What you are asked to do → The result should be an exact copy of every record, with no pictures kept.

Records from a collection
= = = = = = =

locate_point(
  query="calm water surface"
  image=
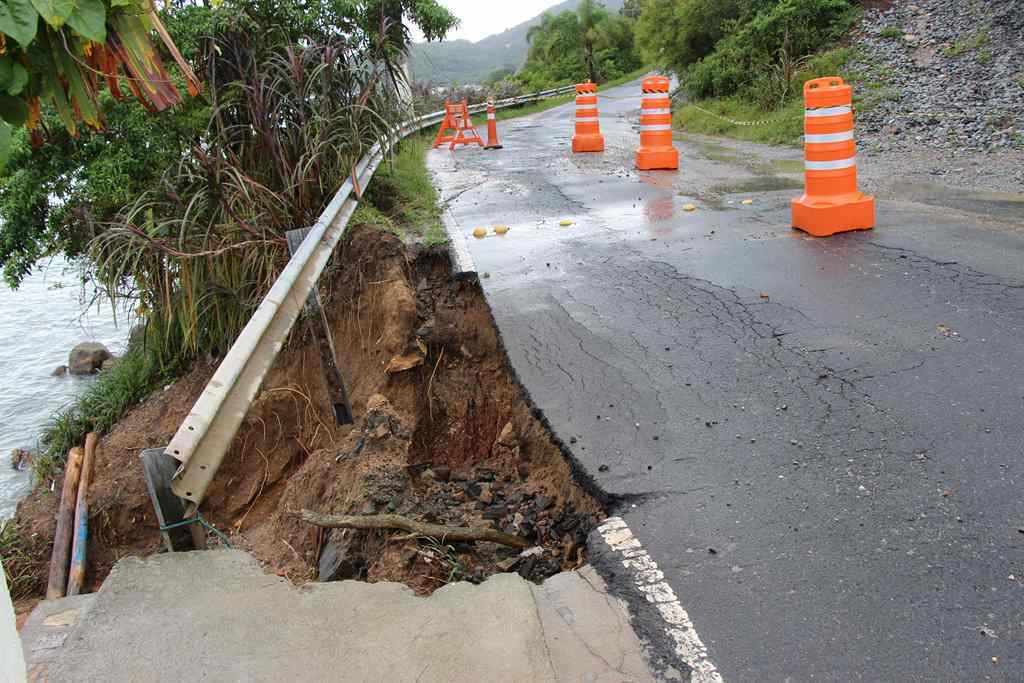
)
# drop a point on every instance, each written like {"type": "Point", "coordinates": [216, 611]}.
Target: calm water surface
{"type": "Point", "coordinates": [39, 324]}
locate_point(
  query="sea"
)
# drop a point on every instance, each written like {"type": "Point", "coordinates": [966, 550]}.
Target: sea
{"type": "Point", "coordinates": [40, 322]}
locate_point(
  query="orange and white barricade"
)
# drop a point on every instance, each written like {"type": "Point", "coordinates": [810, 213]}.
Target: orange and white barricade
{"type": "Point", "coordinates": [656, 151]}
{"type": "Point", "coordinates": [448, 124]}
{"type": "Point", "coordinates": [465, 131]}
{"type": "Point", "coordinates": [832, 202]}
{"type": "Point", "coordinates": [588, 129]}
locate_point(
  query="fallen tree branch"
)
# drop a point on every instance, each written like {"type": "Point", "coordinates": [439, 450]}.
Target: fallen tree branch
{"type": "Point", "coordinates": [448, 534]}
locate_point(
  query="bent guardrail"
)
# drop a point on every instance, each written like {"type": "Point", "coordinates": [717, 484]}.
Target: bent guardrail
{"type": "Point", "coordinates": [206, 434]}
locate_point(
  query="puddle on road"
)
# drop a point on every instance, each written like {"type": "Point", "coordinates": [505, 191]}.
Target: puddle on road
{"type": "Point", "coordinates": [999, 205]}
{"type": "Point", "coordinates": [788, 165]}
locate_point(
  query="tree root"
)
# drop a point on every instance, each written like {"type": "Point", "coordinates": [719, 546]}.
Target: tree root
{"type": "Point", "coordinates": [445, 534]}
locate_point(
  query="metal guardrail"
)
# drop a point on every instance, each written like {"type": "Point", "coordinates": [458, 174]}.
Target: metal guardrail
{"type": "Point", "coordinates": [204, 437]}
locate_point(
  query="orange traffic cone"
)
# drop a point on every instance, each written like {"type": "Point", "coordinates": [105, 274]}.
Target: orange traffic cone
{"type": "Point", "coordinates": [446, 124]}
{"type": "Point", "coordinates": [493, 142]}
{"type": "Point", "coordinates": [830, 203]}
{"type": "Point", "coordinates": [588, 132]}
{"type": "Point", "coordinates": [465, 130]}
{"type": "Point", "coordinates": [655, 150]}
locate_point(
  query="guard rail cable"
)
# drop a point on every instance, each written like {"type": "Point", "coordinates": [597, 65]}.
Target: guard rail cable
{"type": "Point", "coordinates": [206, 434]}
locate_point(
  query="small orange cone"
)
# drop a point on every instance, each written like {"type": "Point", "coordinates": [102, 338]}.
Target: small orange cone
{"type": "Point", "coordinates": [493, 142]}
{"type": "Point", "coordinates": [588, 129]}
{"type": "Point", "coordinates": [832, 202]}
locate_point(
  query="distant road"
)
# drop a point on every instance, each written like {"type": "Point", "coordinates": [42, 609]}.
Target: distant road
{"type": "Point", "coordinates": [819, 442]}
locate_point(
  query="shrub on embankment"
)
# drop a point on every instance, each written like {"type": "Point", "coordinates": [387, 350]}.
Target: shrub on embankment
{"type": "Point", "coordinates": [752, 49]}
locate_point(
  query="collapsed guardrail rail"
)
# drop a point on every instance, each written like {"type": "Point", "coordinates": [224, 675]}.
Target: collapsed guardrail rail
{"type": "Point", "coordinates": [178, 486]}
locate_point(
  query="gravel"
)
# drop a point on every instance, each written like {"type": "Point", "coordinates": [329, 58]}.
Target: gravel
{"type": "Point", "coordinates": [944, 73]}
{"type": "Point", "coordinates": [943, 88]}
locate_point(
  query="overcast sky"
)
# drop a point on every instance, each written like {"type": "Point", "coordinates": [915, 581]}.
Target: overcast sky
{"type": "Point", "coordinates": [482, 17]}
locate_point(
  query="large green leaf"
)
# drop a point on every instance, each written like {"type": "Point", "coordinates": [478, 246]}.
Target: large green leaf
{"type": "Point", "coordinates": [5, 144]}
{"type": "Point", "coordinates": [13, 110]}
{"type": "Point", "coordinates": [6, 71]}
{"type": "Point", "coordinates": [54, 11]}
{"type": "Point", "coordinates": [89, 19]}
{"type": "Point", "coordinates": [18, 79]}
{"type": "Point", "coordinates": [18, 19]}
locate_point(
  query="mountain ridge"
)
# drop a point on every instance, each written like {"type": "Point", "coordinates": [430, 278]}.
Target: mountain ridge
{"type": "Point", "coordinates": [465, 61]}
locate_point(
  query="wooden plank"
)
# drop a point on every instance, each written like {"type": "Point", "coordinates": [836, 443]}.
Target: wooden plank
{"type": "Point", "coordinates": [159, 469]}
{"type": "Point", "coordinates": [59, 560]}
{"type": "Point", "coordinates": [76, 575]}
{"type": "Point", "coordinates": [316, 321]}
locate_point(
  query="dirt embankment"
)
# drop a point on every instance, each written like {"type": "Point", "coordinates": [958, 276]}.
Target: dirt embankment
{"type": "Point", "coordinates": [451, 441]}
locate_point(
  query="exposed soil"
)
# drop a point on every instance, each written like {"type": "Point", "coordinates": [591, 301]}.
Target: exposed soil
{"type": "Point", "coordinates": [451, 440]}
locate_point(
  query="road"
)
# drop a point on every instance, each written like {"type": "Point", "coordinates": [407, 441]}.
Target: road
{"type": "Point", "coordinates": [818, 441]}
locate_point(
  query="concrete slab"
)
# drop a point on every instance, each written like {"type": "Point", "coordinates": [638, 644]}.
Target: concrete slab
{"type": "Point", "coordinates": [47, 628]}
{"type": "Point", "coordinates": [587, 632]}
{"type": "Point", "coordinates": [216, 615]}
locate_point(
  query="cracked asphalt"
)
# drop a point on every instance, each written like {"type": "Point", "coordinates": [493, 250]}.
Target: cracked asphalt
{"type": "Point", "coordinates": [819, 441]}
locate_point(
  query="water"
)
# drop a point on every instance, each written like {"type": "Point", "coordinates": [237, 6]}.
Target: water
{"type": "Point", "coordinates": [39, 324]}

= = = = = = =

Response box →
locate_point(
  query="calm water surface"
  image=
)
# drop a point on every instance, each written like {"type": "Point", "coordinates": [216, 611]}.
Target: calm water surface
{"type": "Point", "coordinates": [39, 324]}
locate_point(
  query="sea"
)
# drop a point on every instance, each written like {"type": "Point", "coordinates": [966, 550]}.
Target: sea
{"type": "Point", "coordinates": [40, 322]}
locate_point(
  query="orange and white barricade"
)
# drop a point on every instance, each written like {"type": "Point", "coordinates": [810, 213]}.
Target: orange and white barricade
{"type": "Point", "coordinates": [656, 151]}
{"type": "Point", "coordinates": [448, 124]}
{"type": "Point", "coordinates": [465, 131]}
{"type": "Point", "coordinates": [832, 202]}
{"type": "Point", "coordinates": [588, 129]}
locate_point(
  query="fallen tree branch"
)
# drop a point on every instance, each written like {"type": "Point", "coordinates": [439, 450]}.
Target: fallen tree branch
{"type": "Point", "coordinates": [448, 534]}
locate_point(
  query="bent guardrail"
)
# drop a point on every instance, each written like {"type": "Point", "coordinates": [717, 484]}.
Target: bent guardrail
{"type": "Point", "coordinates": [206, 434]}
locate_point(
  query="puddle on road"
)
# drop a point on every instance, each written like {"type": "Point", "coordinates": [505, 191]}.
Target: puddle on road
{"type": "Point", "coordinates": [999, 205]}
{"type": "Point", "coordinates": [788, 165]}
locate_point(
  query="tree root"
)
# drop a point on every instance, each written like {"type": "Point", "coordinates": [719, 546]}.
Target: tree root
{"type": "Point", "coordinates": [445, 534]}
locate_point(
  query="metal guardrail"
)
# drop a point on every instance, each written like {"type": "Point", "coordinates": [458, 174]}.
Target: metal guardrail
{"type": "Point", "coordinates": [204, 437]}
locate_point(
  query="orange traffic cone"
)
# drop a point on every instance, each written like {"type": "Point", "coordinates": [105, 274]}.
Target: orange traffic cone
{"type": "Point", "coordinates": [446, 124]}
{"type": "Point", "coordinates": [493, 142]}
{"type": "Point", "coordinates": [830, 203]}
{"type": "Point", "coordinates": [588, 132]}
{"type": "Point", "coordinates": [465, 130]}
{"type": "Point", "coordinates": [655, 150]}
locate_point(
  query="guard rail cable"
)
# drop a point on every instance, each written like {"type": "Point", "coordinates": [597, 65]}.
Target: guard rail cable
{"type": "Point", "coordinates": [206, 434]}
locate_point(
  query="small orange cone"
)
# drop a point on every instance, each written like {"type": "Point", "coordinates": [102, 338]}.
Target: small orange cone
{"type": "Point", "coordinates": [493, 142]}
{"type": "Point", "coordinates": [588, 129]}
{"type": "Point", "coordinates": [832, 202]}
locate_point(
  query="distant road"
)
# drop a point on every instance, each written like {"type": "Point", "coordinates": [42, 609]}.
Target: distant road
{"type": "Point", "coordinates": [819, 442]}
locate_point(
  query="shrub on embankment"
)
# drop a point on every instance, each written like {"type": "Point", "coordinates": [387, 350]}.
Target: shrub on embankment
{"type": "Point", "coordinates": [752, 49]}
locate_point(
  query="collapsed guardrail rail"
)
# drop a point on every instance, each written like {"type": "Point", "coordinates": [224, 675]}.
Target: collapsed guardrail rail
{"type": "Point", "coordinates": [178, 486]}
locate_point(
  query="gravel"
)
# drop a point on every instance, each written like {"type": "Point", "coordinates": [329, 58]}.
Target: gravel
{"type": "Point", "coordinates": [944, 73]}
{"type": "Point", "coordinates": [943, 88]}
locate_point(
  query="overcast sky"
)
# drop a point on every instance, each written like {"type": "Point", "coordinates": [915, 581]}.
Target: overcast sky
{"type": "Point", "coordinates": [482, 17]}
locate_point(
  query="large green leaf"
)
# drop a point on every instance, each written like {"type": "Point", "coordinates": [478, 246]}.
Target: large green leaf
{"type": "Point", "coordinates": [5, 144]}
{"type": "Point", "coordinates": [13, 110]}
{"type": "Point", "coordinates": [6, 71]}
{"type": "Point", "coordinates": [54, 11]}
{"type": "Point", "coordinates": [89, 19]}
{"type": "Point", "coordinates": [18, 79]}
{"type": "Point", "coordinates": [18, 19]}
locate_point(
  query="mountain ridge"
)
# drop a point on every instance, each written like {"type": "Point", "coordinates": [430, 278]}.
Target: mountain ridge
{"type": "Point", "coordinates": [465, 61]}
locate_point(
  query="wooden plank"
)
# drop a point on every instance, each written like {"type": "Point", "coordinates": [836, 443]}.
Target: wooden plank
{"type": "Point", "coordinates": [159, 469]}
{"type": "Point", "coordinates": [59, 560]}
{"type": "Point", "coordinates": [76, 575]}
{"type": "Point", "coordinates": [316, 321]}
locate_point(
  query="dirt embankment"
)
# drop a point on every instance, each written like {"type": "Point", "coordinates": [958, 276]}.
Target: dirt embankment
{"type": "Point", "coordinates": [451, 441]}
locate_point(
  query="exposed soil"
)
# drop a point on every instance, each written like {"type": "Point", "coordinates": [591, 301]}.
Target: exposed soil
{"type": "Point", "coordinates": [451, 440]}
locate_point(
  query="road"
)
# drop a point on every instance, each written like {"type": "Point", "coordinates": [407, 441]}.
Target: road
{"type": "Point", "coordinates": [818, 441]}
locate_point(
  query="concrete slab"
)
# drop a point on every instance, each written like {"type": "Point", "coordinates": [638, 644]}.
Target: concrete slab
{"type": "Point", "coordinates": [47, 628]}
{"type": "Point", "coordinates": [587, 632]}
{"type": "Point", "coordinates": [216, 615]}
locate_point(
  query="cracked asphalt"
)
# drop a point on every instance, each written like {"type": "Point", "coordinates": [493, 250]}.
Target: cracked asphalt
{"type": "Point", "coordinates": [819, 441]}
locate_point(
  query="water"
)
# drop a point on every instance, each written like {"type": "Point", "coordinates": [237, 6]}.
Target: water
{"type": "Point", "coordinates": [39, 324]}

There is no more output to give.